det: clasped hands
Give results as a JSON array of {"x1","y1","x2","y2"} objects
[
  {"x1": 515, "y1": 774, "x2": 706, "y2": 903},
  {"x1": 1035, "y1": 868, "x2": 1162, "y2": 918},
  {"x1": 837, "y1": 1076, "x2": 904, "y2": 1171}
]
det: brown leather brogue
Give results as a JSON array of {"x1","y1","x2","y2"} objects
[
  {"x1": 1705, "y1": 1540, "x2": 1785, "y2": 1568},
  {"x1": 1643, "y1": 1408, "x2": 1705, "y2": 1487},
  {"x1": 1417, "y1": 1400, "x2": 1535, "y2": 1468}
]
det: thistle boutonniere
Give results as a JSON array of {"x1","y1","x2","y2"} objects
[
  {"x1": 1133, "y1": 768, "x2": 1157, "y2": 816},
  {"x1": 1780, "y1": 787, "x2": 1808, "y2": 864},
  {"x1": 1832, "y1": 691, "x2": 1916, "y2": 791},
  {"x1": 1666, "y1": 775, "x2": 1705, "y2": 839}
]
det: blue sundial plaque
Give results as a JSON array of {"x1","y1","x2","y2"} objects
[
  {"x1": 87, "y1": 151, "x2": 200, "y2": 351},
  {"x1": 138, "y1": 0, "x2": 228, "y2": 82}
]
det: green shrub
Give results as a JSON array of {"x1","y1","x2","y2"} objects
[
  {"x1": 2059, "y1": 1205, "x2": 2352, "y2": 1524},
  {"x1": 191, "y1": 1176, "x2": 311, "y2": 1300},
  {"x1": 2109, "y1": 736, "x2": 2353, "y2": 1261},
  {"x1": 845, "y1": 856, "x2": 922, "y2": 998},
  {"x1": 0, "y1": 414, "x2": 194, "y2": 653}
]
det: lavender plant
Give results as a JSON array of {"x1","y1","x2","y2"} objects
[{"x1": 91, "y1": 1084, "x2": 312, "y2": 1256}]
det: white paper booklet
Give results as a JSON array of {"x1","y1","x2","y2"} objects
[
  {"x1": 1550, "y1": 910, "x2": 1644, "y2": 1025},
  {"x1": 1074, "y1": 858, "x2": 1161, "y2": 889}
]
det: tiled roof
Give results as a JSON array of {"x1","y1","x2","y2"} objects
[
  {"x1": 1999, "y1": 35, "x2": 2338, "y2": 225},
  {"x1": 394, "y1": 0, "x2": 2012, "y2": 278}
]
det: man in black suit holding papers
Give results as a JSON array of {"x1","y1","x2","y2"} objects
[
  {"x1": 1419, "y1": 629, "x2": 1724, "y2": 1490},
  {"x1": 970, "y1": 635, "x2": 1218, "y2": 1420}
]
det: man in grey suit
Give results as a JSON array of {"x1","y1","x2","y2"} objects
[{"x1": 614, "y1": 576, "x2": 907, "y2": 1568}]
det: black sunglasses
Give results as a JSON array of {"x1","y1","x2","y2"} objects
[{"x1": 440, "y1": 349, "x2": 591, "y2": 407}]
· · · · · · ·
#### YOUR INSTRUCTIONS:
Only the lines from the one containing "det: man in black suit holding papers" through the last line of the records above are to be reproduced, exactly and with both ends included.

#### TASK OUTPUT:
det: man in black suit holding papers
Give results as a JSON array of {"x1","y1","x2","y2"} objects
[
  {"x1": 1419, "y1": 629, "x2": 1724, "y2": 1490},
  {"x1": 970, "y1": 635, "x2": 1218, "y2": 1420}
]
det: man in grey suit
Give results as a JSON array of {"x1","y1","x2","y2"} objects
[{"x1": 614, "y1": 576, "x2": 907, "y2": 1568}]
det: black sunglasses
Give results as a JSON array of {"x1","y1","x2","y2"} objects
[{"x1": 440, "y1": 349, "x2": 591, "y2": 407}]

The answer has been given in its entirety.